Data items
=== Begin Enclosure ===
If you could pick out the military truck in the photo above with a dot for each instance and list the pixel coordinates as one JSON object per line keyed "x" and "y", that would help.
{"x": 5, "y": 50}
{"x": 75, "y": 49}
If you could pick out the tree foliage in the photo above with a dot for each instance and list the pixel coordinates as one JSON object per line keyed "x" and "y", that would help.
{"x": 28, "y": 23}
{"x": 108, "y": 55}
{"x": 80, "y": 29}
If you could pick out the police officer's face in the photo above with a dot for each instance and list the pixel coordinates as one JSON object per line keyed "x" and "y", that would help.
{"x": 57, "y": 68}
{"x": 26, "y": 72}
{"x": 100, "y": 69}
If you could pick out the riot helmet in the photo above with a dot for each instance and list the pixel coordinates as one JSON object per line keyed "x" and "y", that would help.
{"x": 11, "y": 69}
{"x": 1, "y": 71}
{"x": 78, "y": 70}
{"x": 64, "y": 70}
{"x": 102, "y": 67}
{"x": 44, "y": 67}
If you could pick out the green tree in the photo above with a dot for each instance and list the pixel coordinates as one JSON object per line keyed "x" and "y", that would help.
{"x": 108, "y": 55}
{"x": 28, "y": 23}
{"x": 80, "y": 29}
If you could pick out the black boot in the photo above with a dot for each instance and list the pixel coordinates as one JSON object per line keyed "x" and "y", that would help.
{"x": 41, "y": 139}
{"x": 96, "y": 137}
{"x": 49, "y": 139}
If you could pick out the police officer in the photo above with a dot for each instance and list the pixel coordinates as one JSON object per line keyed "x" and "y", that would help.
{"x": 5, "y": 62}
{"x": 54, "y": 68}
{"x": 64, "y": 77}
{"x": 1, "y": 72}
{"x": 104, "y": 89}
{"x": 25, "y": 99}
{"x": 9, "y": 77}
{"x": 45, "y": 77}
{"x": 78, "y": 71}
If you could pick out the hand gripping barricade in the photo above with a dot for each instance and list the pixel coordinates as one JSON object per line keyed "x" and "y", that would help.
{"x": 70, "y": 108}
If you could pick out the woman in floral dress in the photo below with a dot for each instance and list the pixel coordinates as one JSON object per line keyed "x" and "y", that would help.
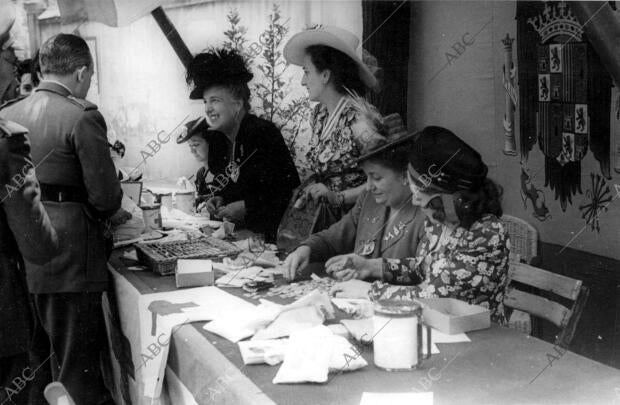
{"x": 464, "y": 253}
{"x": 332, "y": 71}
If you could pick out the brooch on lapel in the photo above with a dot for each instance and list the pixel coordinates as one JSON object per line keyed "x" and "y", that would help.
{"x": 395, "y": 232}
{"x": 368, "y": 247}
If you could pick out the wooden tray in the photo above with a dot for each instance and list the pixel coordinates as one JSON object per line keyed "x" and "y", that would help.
{"x": 162, "y": 257}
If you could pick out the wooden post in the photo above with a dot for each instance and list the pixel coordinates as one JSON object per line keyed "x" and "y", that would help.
{"x": 33, "y": 10}
{"x": 172, "y": 35}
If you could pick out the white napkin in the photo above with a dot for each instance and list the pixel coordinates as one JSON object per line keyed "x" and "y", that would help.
{"x": 306, "y": 358}
{"x": 242, "y": 324}
{"x": 263, "y": 351}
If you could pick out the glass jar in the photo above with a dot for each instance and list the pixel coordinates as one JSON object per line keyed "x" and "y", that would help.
{"x": 397, "y": 340}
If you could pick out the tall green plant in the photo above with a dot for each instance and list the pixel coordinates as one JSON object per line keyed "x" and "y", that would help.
{"x": 270, "y": 89}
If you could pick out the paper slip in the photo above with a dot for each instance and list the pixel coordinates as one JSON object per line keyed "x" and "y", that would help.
{"x": 400, "y": 398}
{"x": 239, "y": 277}
{"x": 440, "y": 337}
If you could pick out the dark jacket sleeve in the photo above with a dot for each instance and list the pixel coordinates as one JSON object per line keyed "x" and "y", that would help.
{"x": 100, "y": 180}
{"x": 337, "y": 239}
{"x": 26, "y": 217}
{"x": 275, "y": 178}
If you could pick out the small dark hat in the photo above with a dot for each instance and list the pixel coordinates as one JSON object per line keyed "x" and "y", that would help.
{"x": 198, "y": 126}
{"x": 444, "y": 158}
{"x": 390, "y": 135}
{"x": 216, "y": 67}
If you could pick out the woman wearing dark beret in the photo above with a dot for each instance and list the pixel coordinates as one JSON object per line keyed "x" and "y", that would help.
{"x": 198, "y": 137}
{"x": 251, "y": 149}
{"x": 464, "y": 253}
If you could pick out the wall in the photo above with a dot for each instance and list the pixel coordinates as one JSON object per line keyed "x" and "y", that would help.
{"x": 466, "y": 95}
{"x": 142, "y": 88}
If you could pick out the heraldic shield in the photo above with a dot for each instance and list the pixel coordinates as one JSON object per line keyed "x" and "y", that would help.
{"x": 562, "y": 122}
{"x": 564, "y": 95}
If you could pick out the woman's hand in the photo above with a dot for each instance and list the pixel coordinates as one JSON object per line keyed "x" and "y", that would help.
{"x": 350, "y": 266}
{"x": 318, "y": 190}
{"x": 120, "y": 217}
{"x": 350, "y": 289}
{"x": 214, "y": 204}
{"x": 233, "y": 212}
{"x": 296, "y": 262}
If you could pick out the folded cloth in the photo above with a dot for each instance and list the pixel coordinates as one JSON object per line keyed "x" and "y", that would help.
{"x": 238, "y": 278}
{"x": 242, "y": 324}
{"x": 345, "y": 356}
{"x": 356, "y": 307}
{"x": 362, "y": 330}
{"x": 310, "y": 310}
{"x": 290, "y": 321}
{"x": 307, "y": 357}
{"x": 312, "y": 353}
{"x": 263, "y": 351}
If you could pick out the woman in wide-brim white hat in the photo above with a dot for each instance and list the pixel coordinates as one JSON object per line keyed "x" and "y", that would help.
{"x": 333, "y": 68}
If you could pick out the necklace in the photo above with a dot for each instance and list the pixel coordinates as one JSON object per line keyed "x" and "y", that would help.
{"x": 232, "y": 170}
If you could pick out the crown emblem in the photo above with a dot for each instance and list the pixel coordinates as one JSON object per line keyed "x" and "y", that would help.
{"x": 556, "y": 20}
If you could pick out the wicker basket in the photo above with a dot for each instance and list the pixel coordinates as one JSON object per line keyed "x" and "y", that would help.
{"x": 162, "y": 257}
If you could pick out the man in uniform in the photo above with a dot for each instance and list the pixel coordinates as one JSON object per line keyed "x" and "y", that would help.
{"x": 25, "y": 230}
{"x": 80, "y": 191}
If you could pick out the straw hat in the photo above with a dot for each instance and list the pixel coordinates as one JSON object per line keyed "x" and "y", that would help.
{"x": 334, "y": 37}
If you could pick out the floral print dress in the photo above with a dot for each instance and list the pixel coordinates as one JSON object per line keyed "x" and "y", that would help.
{"x": 332, "y": 149}
{"x": 469, "y": 265}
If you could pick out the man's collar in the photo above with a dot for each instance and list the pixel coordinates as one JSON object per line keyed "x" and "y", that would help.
{"x": 54, "y": 86}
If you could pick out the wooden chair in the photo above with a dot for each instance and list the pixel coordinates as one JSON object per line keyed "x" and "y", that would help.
{"x": 523, "y": 248}
{"x": 523, "y": 239}
{"x": 572, "y": 290}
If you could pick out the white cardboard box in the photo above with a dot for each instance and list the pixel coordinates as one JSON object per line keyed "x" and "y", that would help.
{"x": 194, "y": 273}
{"x": 452, "y": 316}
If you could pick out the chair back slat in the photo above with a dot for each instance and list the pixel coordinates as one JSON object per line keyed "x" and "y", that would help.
{"x": 523, "y": 237}
{"x": 538, "y": 306}
{"x": 545, "y": 280}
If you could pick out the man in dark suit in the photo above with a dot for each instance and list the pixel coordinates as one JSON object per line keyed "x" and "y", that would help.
=== End Enclosure ===
# [ABOUT THIS TASK]
Could you reproduce the records above exactly, leaving out the pictures?

# [SOLUTION FOR THIS PROBLEM]
If you could pick out the military truck in the photo above with a dot for each instance and list the pixel coordinates as one JSON object per line keyed "x" and "y", that would help.
{"x": 5, "y": 50}
{"x": 75, "y": 49}
If you could pick out the tree foliage in the photo above with a dot for each instance and list the pixel coordinates as one JSON object per line keyed "x" and "y", that would help.
{"x": 28, "y": 23}
{"x": 108, "y": 55}
{"x": 80, "y": 29}
If you could pick out the police officer's face in the photo above with a dot for each instance and list the pixel coordinates as one JSON object per line keyed "x" and "y", that would help.
{"x": 57, "y": 68}
{"x": 26, "y": 72}
{"x": 100, "y": 69}
If you could pick out the riot helmet in the photo above with a dot for each instance and list the pixel coordinates as one JSON object per line keyed "x" and "y", that would help.
{"x": 11, "y": 69}
{"x": 1, "y": 71}
{"x": 78, "y": 70}
{"x": 64, "y": 70}
{"x": 102, "y": 67}
{"x": 44, "y": 67}
If you could pick out the green tree in the photo above with a dot for each instance and list the pixel coordinates as one JSON object per line keyed "x" and "y", that would help.
{"x": 108, "y": 55}
{"x": 28, "y": 23}
{"x": 80, "y": 29}
If you could pick out the black boot in the photo above with a dot for each instance and list the pixel coordinates as one JSON object per line keyed "x" and "y", that would help.
{"x": 41, "y": 139}
{"x": 96, "y": 137}
{"x": 49, "y": 139}
If you could pick out the police officer in the photo above with a dot for each instance and list the pixel coordinates as one JSON object per line keyed "x" and "y", that would help.
{"x": 5, "y": 62}
{"x": 54, "y": 68}
{"x": 64, "y": 77}
{"x": 1, "y": 72}
{"x": 104, "y": 89}
{"x": 25, "y": 99}
{"x": 9, "y": 77}
{"x": 45, "y": 77}
{"x": 78, "y": 71}
If you could pick out the hand gripping barricade in the photo above with a dot for each instance and list the pixel coordinates as one JSON object per line keyed "x" and "y", that would help.
{"x": 70, "y": 108}
If you could pick out the woman in floral dress in the photo below with a dot for each instance and list the pixel coordinates as one JSON object per line keyed "x" and "y", that would help.
{"x": 464, "y": 253}
{"x": 332, "y": 71}
If you could pick out the brooch on lapel in the photo above with a dot for each instance and list the pixel coordinates as one JSON object per line keyed "x" and "y", that would help.
{"x": 395, "y": 232}
{"x": 368, "y": 247}
If you could pick out the wooden tray in the photo above with a dot for each instance and list the pixel coordinates as one JSON object per line keyed "x" and "y", that would help.
{"x": 162, "y": 257}
If you could pick out the wooden post in the photo above with a dot for each instance and list the pixel coordinates as one JSON object per line keyed "x" and "y", that would help.
{"x": 33, "y": 10}
{"x": 172, "y": 35}
If you could pick out the white napkin in the photo above with a dot for each instance and list the pixel coordinates as one JSON object per line keyed "x" and "y", that would help.
{"x": 306, "y": 358}
{"x": 242, "y": 324}
{"x": 263, "y": 351}
If you could pick out the glass jar in the photo above with a dot for each instance and list the pixel coordinates as one JSON object per line keyed "x" and "y", that would help.
{"x": 397, "y": 340}
If you could pick out the tall green plant in the photo above with a dot for each instance and list the pixel coordinates as one JSON object per line keyed "x" and "y", that would help.
{"x": 270, "y": 89}
If you could pick out the paper slip in the photo above with a dot for each instance and list the pixel coordinates as one JSON object per line keyed "x" and "y", that would help.
{"x": 400, "y": 398}
{"x": 239, "y": 277}
{"x": 440, "y": 337}
If you could pick out the dark jacket sleeve in the photo above with a dot for each instance and list the pixel coordinates as one JSON object per line keyed "x" and "y", that would help.
{"x": 100, "y": 180}
{"x": 337, "y": 239}
{"x": 26, "y": 217}
{"x": 275, "y": 178}
If you could pick out the small dark hat in the photo above with a dot for each instance and list the pixel coordinates as one JSON object per line keyed "x" and "y", that would help.
{"x": 198, "y": 126}
{"x": 444, "y": 158}
{"x": 390, "y": 135}
{"x": 216, "y": 67}
If you could pick out the woman wearing dark beret in the photo above with a dot for each instance and list the pixel coordinates as one JSON object per line keyed "x" and "y", that would help.
{"x": 198, "y": 137}
{"x": 251, "y": 149}
{"x": 464, "y": 253}
If you could pick out the wall in the photo above with a dot for each instance and list the pixel coordinates as one JSON object per line keyed "x" and "y", that would help.
{"x": 466, "y": 95}
{"x": 142, "y": 88}
If you could pick out the heraldic shield in the photo above with a dot for each instance and list the pixel coordinates as one JSON object per line keyed "x" and "y", that would help.
{"x": 562, "y": 122}
{"x": 564, "y": 95}
If you could pick out the woman's hand in the photo above with a dot for each instance and list the pixel coordinates as one JSON object per line keyed "x" and "y", that would help.
{"x": 350, "y": 266}
{"x": 318, "y": 190}
{"x": 120, "y": 217}
{"x": 350, "y": 289}
{"x": 214, "y": 204}
{"x": 233, "y": 212}
{"x": 296, "y": 262}
If you could pick out the folded cloth in the photo above with a dot for each instance and list the pixel coordinates as one JSON object per line keyed "x" and "y", that would help.
{"x": 238, "y": 278}
{"x": 242, "y": 324}
{"x": 345, "y": 356}
{"x": 356, "y": 307}
{"x": 362, "y": 330}
{"x": 310, "y": 310}
{"x": 290, "y": 321}
{"x": 307, "y": 357}
{"x": 312, "y": 353}
{"x": 263, "y": 351}
If you could pick out the woman in wide-brim white hat in the photo above with a dot for each instance and list the pixel coordinates as one JSON object per line keyed "x" and "y", that would help.
{"x": 333, "y": 68}
If you could pick out the necklace in the photo above with a dot for each instance and list the pixel coordinates as one JSON object per line keyed "x" and "y", that would help.
{"x": 232, "y": 170}
If you could pick out the crown emblem in the photo above with a dot for each instance and list the pixel coordinates as one JSON object per line keyed "x" and "y", that would help.
{"x": 556, "y": 20}
If you could pick out the wicker basket in the photo above with a dot for each instance and list the pixel coordinates as one JSON object per line keyed "x" and "y", that would help.
{"x": 162, "y": 257}
If you could pick out the man in uniform in the photo above with a dot for each instance and list the pixel coordinates as one JSON object per line keyed "x" and "y", that would help.
{"x": 25, "y": 230}
{"x": 80, "y": 191}
If you could pick out the straw hat in the photo above with a dot for each instance and list the pixel coordinates as one JSON object per line keyed "x" and "y", that would help.
{"x": 334, "y": 37}
If you could pick out the floral print dress in the photo above with a dot for each instance and list the pixel coordinates as one JSON object per line keyed "x" and "y", that would help.
{"x": 332, "y": 149}
{"x": 469, "y": 265}
If you could pick out the man's collar in the photo above with a dot for each instance and list the pixel coordinates as one JSON object per line keyed "x" and "y", that would help.
{"x": 54, "y": 86}
If you could pick out the wooden chair in the photo above with a dot for each instance and list the pixel coordinates as one JSON object per line keyed "x" and "y", that would help.
{"x": 523, "y": 248}
{"x": 523, "y": 239}
{"x": 572, "y": 290}
If you could pick out the white cardboard box in the photo above with a dot for each instance and list the pixel coordinates as one JSON object per line keyed "x" and "y", that would help.
{"x": 194, "y": 273}
{"x": 452, "y": 316}
If you could pick out the chair back slat in the photo above with a dot for each instance and list the pixel coordinates as one JSON object per line keyed "x" and "y", that would help.
{"x": 523, "y": 237}
{"x": 538, "y": 306}
{"x": 545, "y": 280}
If you could pick out the man in dark suit in the photo above with a dot for each instance and list the pixel coordinates as one JSON object per line keyed "x" and "y", that would help.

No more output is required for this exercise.